● EXERCISE DIRECTIONS
Can you print each of these records back exactly as it appears?
## Begin INFORMATION PROVIDED
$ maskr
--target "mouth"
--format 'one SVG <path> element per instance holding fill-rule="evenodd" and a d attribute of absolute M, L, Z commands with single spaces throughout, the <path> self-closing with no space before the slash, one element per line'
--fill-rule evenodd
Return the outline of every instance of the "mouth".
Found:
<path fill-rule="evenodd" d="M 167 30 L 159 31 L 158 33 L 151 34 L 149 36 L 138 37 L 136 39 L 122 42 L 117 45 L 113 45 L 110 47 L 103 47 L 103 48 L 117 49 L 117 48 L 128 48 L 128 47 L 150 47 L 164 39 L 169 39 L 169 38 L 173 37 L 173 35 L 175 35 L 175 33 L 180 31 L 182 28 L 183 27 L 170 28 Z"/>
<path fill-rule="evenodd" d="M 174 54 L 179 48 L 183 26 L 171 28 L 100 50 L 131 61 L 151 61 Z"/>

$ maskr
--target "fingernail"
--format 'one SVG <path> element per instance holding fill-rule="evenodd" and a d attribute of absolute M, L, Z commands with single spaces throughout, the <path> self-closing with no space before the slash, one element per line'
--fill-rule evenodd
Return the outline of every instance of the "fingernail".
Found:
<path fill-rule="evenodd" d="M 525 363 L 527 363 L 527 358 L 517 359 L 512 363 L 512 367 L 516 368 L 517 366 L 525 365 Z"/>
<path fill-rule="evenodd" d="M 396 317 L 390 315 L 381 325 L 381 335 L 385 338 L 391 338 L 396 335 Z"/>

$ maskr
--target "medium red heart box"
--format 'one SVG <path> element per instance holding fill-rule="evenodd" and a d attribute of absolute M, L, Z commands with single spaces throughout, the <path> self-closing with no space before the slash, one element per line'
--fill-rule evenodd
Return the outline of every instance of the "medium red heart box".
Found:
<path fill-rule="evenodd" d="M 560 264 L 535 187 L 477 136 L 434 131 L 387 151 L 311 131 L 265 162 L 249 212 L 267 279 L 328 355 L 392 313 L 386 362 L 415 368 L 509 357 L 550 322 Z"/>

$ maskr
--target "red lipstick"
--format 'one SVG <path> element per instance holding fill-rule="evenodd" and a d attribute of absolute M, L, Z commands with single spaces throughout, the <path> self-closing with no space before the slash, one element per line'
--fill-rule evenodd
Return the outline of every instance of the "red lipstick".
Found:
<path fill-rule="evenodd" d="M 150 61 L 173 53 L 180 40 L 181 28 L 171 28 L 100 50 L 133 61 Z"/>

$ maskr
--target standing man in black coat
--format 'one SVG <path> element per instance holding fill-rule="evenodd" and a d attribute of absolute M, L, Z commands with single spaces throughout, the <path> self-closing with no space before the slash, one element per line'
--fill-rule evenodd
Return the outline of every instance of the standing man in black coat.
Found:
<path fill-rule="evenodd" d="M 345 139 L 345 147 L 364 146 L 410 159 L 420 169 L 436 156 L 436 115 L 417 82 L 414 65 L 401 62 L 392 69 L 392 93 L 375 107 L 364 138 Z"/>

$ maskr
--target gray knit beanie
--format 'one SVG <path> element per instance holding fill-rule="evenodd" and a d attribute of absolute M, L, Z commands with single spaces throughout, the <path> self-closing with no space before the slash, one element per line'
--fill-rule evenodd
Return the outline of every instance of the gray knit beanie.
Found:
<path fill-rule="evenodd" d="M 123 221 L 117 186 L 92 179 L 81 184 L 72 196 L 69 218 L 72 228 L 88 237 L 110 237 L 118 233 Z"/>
## End INFORMATION PROVIDED
● ANSWER TO THIS EXERCISE
$ maskr
--target "mouth"
--format 'one SVG <path> element per instance holding fill-rule="evenodd" and a d attribute of absolute M, L, Z commands with single spaces throughout, the <path> self-closing with no space before the slash, one element per line'
--fill-rule evenodd
Return the outline of every instance of the "mouth".
Found:
<path fill-rule="evenodd" d="M 167 30 L 159 31 L 158 33 L 151 34 L 149 36 L 138 37 L 136 39 L 122 42 L 117 45 L 113 45 L 110 47 L 103 47 L 103 48 L 117 49 L 117 48 L 128 48 L 128 47 L 150 47 L 164 39 L 169 39 L 169 38 L 173 37 L 173 35 L 175 35 L 175 33 L 180 31 L 182 28 L 183 27 L 170 28 Z"/>
<path fill-rule="evenodd" d="M 174 54 L 179 48 L 183 26 L 171 28 L 100 50 L 131 61 L 151 61 Z"/>

$ maskr
--target "fingernail"
--format 'one SVG <path> element per instance holding fill-rule="evenodd" and a d attribute of absolute M, L, Z commands with single spaces throughout, the <path> self-closing with no space before the slash, one element per line'
--fill-rule evenodd
Return the outline of every instance of the "fingernail".
Found:
<path fill-rule="evenodd" d="M 525 363 L 527 363 L 527 358 L 517 359 L 512 363 L 512 367 L 516 368 L 517 366 L 525 365 Z"/>
<path fill-rule="evenodd" d="M 396 317 L 390 315 L 381 325 L 381 335 L 385 338 L 391 338 L 396 335 Z"/>

$ maskr
--target "medium red heart box"
--format 'one SVG <path> element per instance holding fill-rule="evenodd" and a d attribute of absolute M, L, Z commands with single spaces throughout, the <path> self-closing with no space before the slash, one element per line'
--fill-rule evenodd
Return the outline of every instance of the "medium red heart box".
Found:
<path fill-rule="evenodd" d="M 560 264 L 535 187 L 477 136 L 434 131 L 387 151 L 311 131 L 265 162 L 249 212 L 267 279 L 328 355 L 392 313 L 386 362 L 415 368 L 509 357 L 550 322 Z"/>

$ maskr
--target "red lipstick"
--format 'one SVG <path> element per instance holding fill-rule="evenodd" and a d attribute of absolute M, L, Z commands with single spaces throughout, the <path> self-closing with no space before the slash, one element per line'
--fill-rule evenodd
Return the outline of every instance of the "red lipstick".
Found:
<path fill-rule="evenodd" d="M 150 61 L 173 53 L 180 40 L 181 28 L 171 28 L 100 50 L 133 61 Z"/>

$ maskr
--target standing man in black coat
--format 'one SVG <path> element per instance holding fill-rule="evenodd" and a d attribute of absolute M, L, Z commands with single spaces throughout, the <path> self-closing with no space before the slash, one element per line'
--fill-rule evenodd
Return the outline of every instance of the standing man in black coat.
Found:
<path fill-rule="evenodd" d="M 345 139 L 345 147 L 364 146 L 410 159 L 420 169 L 436 156 L 436 115 L 417 82 L 414 65 L 401 62 L 392 69 L 392 93 L 375 107 L 364 138 Z"/>

$ maskr
--target gray knit beanie
--format 'one SVG <path> element per instance holding fill-rule="evenodd" and a d attribute of absolute M, L, Z commands with single spaces throughout, the <path> self-closing with no space before the slash, one element per line'
--fill-rule evenodd
Return the outline of every instance of the gray knit beanie.
Found:
<path fill-rule="evenodd" d="M 123 221 L 117 186 L 92 179 L 81 184 L 72 196 L 69 218 L 72 228 L 88 237 L 110 237 L 118 233 Z"/>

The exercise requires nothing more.